>> START Text passage

GJ: We’ve seen this in many repressive regimes—people who are essentially middlemen, and in a complicated position vis-à-vis the overlords. That’s not unique to my book, that’s just the world. There was a story just recently, about a Jewish graphic designer in Auschwitz who was so valuable to the Nazis that she could sometimes save people, and managed to save her lover several times. But of course, she couldn’t save everyone; there were always terrible tradeoffs.
ML: The portrayal of this kind of complexity is particularly important in these times, where people are often so quick to reach for outrage.
I think something that’s consistent with a lot of your books, at least for me, is that I usually have a very conflicted relationship with your male protagonists. They’re very engaging and charming and intriguing but also I just want to shake them! I felt the same about Woody the coach. What was your journey like with him?
GJ: If certain of my characters seem complicated and blown off course by their circumstances, it is perhaps because I simply see that that happens—that sometimes people end up making choices they don’t want to make. Anybody who’s had a job knows that there can be compromises involved. Woody has something that he really loves, and finds that protecting it has a price.

>> END Text passage
>> START Provided material

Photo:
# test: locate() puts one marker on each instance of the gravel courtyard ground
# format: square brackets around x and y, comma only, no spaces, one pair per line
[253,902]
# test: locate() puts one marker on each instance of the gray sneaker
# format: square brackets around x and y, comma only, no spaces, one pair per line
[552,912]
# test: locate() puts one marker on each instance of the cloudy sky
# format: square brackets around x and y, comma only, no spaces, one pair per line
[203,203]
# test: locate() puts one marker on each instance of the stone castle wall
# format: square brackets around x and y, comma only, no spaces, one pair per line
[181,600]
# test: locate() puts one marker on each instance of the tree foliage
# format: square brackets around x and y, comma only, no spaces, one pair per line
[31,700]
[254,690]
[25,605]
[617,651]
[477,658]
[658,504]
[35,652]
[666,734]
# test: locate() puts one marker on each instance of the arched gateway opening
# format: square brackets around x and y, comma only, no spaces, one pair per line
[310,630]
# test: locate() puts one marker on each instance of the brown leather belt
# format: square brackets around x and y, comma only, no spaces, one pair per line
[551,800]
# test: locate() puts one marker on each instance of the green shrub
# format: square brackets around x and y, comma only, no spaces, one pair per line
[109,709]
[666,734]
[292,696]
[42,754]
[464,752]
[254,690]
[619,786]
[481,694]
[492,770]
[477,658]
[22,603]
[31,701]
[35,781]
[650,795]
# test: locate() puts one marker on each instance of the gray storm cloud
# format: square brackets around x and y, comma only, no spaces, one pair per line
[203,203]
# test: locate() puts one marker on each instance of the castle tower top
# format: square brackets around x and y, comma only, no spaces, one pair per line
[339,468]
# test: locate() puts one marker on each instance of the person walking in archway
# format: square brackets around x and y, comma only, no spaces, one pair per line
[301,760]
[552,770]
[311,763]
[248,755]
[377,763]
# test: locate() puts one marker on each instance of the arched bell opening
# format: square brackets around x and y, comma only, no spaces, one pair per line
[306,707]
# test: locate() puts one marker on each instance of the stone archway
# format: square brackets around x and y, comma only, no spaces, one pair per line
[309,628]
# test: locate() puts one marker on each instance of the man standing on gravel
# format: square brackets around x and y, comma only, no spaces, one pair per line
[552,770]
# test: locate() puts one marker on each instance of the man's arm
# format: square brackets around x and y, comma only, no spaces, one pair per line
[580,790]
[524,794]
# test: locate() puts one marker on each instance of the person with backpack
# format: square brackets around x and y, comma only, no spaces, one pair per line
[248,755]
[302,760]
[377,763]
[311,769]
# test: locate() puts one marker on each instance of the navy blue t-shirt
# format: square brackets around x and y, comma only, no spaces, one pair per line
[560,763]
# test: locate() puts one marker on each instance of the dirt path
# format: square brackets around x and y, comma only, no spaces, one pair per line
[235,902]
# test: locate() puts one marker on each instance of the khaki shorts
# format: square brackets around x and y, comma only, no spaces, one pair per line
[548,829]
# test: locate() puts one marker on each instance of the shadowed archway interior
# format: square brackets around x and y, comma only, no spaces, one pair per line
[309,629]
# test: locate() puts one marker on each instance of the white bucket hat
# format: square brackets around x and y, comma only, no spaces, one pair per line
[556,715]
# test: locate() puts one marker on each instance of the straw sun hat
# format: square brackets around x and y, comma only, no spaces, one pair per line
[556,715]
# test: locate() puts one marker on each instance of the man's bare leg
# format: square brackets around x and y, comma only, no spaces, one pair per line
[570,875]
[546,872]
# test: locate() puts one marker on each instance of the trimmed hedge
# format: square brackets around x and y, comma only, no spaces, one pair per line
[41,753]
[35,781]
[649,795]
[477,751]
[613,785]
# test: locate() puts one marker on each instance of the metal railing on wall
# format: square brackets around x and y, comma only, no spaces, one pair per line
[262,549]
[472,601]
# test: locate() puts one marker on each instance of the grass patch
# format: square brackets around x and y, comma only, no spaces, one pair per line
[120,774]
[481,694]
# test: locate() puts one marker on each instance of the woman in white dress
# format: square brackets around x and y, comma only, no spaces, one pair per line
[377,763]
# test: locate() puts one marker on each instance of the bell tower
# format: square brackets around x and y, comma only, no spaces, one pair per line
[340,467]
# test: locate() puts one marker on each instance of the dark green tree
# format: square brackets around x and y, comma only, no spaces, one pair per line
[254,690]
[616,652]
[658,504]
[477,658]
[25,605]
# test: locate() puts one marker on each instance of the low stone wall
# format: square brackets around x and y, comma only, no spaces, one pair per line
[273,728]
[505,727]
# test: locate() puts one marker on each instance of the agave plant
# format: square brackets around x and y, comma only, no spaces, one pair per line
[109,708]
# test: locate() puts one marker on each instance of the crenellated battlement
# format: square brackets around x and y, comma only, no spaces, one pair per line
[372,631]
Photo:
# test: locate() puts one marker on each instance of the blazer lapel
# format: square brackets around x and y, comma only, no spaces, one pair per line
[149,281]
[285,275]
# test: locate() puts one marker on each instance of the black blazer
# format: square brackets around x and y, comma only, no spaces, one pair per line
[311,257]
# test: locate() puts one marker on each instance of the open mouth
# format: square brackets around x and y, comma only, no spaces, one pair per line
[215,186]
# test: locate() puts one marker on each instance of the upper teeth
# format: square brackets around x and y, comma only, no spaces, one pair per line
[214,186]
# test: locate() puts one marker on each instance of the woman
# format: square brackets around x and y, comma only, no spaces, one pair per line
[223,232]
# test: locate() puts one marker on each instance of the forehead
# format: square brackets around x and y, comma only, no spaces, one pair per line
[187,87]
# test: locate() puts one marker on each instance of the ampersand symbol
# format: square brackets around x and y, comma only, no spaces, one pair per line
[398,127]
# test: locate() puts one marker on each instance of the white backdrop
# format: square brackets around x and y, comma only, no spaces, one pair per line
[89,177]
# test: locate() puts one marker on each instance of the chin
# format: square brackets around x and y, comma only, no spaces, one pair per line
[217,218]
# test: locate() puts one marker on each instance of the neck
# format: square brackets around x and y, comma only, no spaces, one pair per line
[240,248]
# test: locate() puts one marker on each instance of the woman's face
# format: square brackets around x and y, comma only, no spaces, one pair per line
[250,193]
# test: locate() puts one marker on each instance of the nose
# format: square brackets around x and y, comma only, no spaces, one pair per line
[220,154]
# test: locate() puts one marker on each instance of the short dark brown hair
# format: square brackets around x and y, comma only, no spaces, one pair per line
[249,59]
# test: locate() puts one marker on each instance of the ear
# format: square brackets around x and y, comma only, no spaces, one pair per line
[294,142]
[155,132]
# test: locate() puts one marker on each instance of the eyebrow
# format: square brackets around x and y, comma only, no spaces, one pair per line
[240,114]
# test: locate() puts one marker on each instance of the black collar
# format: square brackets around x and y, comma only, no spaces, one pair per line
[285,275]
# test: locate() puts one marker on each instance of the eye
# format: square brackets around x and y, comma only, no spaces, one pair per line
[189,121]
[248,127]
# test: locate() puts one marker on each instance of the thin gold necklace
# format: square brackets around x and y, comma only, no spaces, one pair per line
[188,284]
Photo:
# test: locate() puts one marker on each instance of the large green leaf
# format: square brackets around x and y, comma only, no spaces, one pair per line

>> END Provided material
>> START Provided material

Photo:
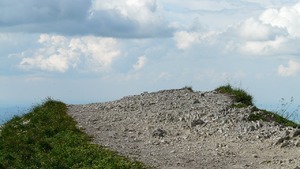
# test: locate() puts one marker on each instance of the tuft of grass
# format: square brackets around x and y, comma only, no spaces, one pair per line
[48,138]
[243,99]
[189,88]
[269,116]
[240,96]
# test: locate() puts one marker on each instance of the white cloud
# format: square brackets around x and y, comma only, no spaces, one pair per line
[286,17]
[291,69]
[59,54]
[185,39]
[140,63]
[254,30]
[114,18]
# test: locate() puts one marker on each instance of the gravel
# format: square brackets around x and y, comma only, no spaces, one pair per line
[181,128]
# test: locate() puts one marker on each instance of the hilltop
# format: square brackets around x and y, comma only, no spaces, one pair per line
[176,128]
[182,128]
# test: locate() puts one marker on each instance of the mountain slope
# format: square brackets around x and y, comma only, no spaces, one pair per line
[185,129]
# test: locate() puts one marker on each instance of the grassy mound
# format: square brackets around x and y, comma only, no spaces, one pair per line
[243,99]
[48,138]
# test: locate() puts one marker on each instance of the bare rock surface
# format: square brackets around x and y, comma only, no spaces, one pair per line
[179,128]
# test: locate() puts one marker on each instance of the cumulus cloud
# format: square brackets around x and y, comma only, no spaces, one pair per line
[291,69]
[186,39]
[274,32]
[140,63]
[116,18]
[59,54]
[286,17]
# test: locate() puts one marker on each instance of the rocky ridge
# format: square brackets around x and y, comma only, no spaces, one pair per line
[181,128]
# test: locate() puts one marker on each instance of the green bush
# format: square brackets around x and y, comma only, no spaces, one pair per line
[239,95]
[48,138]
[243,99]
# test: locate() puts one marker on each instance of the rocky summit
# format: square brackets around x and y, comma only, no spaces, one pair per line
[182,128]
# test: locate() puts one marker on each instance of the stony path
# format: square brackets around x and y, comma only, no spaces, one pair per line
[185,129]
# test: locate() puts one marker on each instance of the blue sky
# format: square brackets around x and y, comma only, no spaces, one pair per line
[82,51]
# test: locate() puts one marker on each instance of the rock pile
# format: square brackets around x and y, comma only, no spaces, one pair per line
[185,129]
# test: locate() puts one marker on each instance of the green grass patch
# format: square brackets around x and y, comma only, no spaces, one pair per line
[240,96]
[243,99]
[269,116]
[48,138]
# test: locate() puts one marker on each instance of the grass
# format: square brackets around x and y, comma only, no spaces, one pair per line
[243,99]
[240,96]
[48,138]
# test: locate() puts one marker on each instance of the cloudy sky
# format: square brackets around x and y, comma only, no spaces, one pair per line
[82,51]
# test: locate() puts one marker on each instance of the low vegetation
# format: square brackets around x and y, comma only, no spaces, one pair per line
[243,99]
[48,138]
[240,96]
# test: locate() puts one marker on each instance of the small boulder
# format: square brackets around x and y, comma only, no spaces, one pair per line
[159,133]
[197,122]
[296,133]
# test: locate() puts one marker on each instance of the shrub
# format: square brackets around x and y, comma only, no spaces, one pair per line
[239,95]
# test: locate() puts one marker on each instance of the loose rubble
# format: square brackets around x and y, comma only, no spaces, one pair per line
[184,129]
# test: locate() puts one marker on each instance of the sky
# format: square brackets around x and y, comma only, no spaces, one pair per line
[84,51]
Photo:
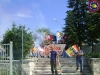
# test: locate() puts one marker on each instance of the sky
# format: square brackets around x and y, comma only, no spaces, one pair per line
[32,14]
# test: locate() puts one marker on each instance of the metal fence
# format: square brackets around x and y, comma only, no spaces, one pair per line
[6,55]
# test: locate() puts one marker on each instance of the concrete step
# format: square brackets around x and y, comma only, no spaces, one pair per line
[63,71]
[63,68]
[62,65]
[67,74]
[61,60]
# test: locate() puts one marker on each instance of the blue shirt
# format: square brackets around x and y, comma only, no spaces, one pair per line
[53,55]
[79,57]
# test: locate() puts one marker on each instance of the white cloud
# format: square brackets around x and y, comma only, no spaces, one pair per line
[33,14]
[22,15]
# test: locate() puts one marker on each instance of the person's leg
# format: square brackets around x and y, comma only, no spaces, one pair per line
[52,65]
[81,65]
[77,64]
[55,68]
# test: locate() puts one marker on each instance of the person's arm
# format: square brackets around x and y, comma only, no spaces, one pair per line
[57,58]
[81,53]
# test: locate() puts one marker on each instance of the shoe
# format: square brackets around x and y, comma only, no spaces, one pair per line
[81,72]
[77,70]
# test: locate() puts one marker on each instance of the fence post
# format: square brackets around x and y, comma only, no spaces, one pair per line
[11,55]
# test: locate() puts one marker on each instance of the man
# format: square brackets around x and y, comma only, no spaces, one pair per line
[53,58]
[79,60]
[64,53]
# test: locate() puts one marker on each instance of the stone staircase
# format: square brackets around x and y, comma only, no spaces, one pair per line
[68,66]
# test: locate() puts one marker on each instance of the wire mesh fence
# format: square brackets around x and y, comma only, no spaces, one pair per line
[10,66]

>> END Provided material

• _Work instructions_:
a) List the three adjectives that ML uses in the interview excerpt to describe GJ's male protagonists.
b) Summarize the interview excerpt in two sentences.

• _Replies_:
a) engaging, charming, intriguing

b) GJ says that repressive regimes often produce middlemen in a complicated position with the overlords, citing a Jewish graphic designer in Auschwitz who was valuable enough to the Nazis to sometimes save people but could not save everyone. When ML describes a conflicted relationship with GJ's male protagonists, including Woody the coach, GJ replies that people sometimes end up making choices they don't want to make, and that Woody finds protecting something he loves has a price.